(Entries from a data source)
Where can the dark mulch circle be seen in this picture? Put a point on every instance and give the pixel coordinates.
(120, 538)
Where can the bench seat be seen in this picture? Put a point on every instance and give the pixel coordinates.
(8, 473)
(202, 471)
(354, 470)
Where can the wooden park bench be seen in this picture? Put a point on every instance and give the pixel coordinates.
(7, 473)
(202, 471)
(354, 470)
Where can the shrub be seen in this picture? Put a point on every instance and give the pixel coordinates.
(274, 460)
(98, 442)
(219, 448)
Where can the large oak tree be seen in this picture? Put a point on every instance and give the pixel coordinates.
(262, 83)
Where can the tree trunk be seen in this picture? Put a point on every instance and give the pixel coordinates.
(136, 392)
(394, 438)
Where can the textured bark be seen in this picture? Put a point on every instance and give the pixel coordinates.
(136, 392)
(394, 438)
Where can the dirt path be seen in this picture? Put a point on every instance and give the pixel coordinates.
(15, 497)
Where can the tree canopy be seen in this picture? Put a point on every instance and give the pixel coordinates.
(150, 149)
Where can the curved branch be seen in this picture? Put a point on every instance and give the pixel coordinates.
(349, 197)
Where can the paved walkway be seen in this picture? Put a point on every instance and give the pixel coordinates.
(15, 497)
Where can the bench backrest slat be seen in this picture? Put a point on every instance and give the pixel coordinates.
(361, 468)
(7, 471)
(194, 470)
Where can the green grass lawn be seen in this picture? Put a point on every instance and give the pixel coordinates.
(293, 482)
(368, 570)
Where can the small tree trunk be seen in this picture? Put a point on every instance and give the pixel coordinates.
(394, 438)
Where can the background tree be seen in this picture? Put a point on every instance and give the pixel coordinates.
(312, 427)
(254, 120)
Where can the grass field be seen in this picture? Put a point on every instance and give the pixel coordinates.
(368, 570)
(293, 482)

DIRECTION: Could you rewrite every line of the entries, requests included, from the line with "Where can the background" through the end of the entries? Multiply each pixel coordinate in the answers by 0.4 and round to whole numbers, with halves going up.

PROBLEM SOLUTION:
Where can the background tree be seen in this picture? Put a point on every instance and give the pixel coordinates.
(125, 171)
(102, 48)
Where can the grass field be seen in this picture? Put a point on every instance and give the pixel coordinates.
(147, 228)
(117, 193)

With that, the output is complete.